• WHAT IS NEEDED
Please copy word for word the lines of the listing below, from the line holding "Note: point out the woman's smile" through the line holding "point(357, 184)", both included.

┌─ INFORMATION GIVEN

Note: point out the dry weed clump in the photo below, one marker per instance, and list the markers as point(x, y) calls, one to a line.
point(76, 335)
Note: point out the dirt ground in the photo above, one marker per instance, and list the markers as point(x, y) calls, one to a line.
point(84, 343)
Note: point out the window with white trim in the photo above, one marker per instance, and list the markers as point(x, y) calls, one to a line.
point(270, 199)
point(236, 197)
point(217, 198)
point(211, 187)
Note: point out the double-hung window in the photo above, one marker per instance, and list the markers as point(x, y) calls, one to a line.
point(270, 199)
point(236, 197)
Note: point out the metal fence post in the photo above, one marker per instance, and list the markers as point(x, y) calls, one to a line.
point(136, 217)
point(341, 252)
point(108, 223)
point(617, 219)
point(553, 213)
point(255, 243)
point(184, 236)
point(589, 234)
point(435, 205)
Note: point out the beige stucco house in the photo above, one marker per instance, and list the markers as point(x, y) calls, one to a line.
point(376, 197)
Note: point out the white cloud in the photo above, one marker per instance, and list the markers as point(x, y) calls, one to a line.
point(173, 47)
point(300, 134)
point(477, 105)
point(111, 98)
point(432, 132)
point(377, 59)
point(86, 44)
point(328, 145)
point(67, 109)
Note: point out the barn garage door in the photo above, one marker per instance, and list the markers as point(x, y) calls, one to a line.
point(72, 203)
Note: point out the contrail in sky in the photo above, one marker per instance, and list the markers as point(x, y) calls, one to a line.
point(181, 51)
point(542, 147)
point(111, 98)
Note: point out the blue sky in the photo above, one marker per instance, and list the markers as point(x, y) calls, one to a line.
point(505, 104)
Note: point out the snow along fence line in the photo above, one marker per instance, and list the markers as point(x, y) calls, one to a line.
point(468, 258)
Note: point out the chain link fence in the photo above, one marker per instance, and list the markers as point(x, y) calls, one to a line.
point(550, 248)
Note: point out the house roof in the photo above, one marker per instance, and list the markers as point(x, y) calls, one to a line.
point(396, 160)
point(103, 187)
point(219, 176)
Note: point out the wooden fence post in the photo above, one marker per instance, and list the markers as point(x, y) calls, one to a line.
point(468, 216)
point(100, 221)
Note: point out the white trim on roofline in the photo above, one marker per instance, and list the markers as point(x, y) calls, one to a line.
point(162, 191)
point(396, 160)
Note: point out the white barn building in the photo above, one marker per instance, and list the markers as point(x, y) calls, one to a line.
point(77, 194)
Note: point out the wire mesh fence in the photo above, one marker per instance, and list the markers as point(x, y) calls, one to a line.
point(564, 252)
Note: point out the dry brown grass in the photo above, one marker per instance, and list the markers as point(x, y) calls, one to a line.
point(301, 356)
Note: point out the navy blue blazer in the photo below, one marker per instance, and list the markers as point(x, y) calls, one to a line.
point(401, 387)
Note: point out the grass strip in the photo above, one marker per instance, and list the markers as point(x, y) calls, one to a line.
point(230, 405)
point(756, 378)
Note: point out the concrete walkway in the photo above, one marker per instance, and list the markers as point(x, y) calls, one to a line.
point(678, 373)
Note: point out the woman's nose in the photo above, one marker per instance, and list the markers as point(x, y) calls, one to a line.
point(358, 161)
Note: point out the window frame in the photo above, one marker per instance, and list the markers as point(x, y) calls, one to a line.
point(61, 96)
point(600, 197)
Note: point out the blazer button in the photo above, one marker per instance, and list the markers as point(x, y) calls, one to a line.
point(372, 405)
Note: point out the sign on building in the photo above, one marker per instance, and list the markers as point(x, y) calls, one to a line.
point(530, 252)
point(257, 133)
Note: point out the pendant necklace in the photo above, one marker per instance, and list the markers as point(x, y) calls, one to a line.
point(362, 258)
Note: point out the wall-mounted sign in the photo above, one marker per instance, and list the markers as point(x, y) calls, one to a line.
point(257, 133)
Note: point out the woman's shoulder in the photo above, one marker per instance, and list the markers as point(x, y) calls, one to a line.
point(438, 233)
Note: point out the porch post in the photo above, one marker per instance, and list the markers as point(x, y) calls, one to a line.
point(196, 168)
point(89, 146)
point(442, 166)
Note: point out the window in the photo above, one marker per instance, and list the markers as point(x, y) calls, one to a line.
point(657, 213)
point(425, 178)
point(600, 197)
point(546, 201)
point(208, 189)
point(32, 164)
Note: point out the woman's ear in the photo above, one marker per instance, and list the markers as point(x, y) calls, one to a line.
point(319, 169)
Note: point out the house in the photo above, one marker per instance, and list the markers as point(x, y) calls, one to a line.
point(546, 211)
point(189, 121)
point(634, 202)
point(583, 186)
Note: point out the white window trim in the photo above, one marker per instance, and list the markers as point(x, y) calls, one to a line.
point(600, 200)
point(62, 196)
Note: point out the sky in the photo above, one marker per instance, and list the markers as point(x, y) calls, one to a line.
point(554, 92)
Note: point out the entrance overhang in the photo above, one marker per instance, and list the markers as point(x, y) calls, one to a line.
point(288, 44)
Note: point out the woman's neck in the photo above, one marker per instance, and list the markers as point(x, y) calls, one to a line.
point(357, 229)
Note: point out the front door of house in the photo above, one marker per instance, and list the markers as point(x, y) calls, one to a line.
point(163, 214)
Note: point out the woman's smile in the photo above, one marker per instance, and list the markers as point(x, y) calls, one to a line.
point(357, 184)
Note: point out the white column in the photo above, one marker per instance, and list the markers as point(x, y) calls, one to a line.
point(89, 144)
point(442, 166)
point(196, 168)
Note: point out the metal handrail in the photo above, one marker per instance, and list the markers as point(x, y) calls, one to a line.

└─

• REPLY
Note: point out the woman's smile in the photo above, one marker per instance, and list the markers as point(x, y) calls, one to a line.
point(357, 184)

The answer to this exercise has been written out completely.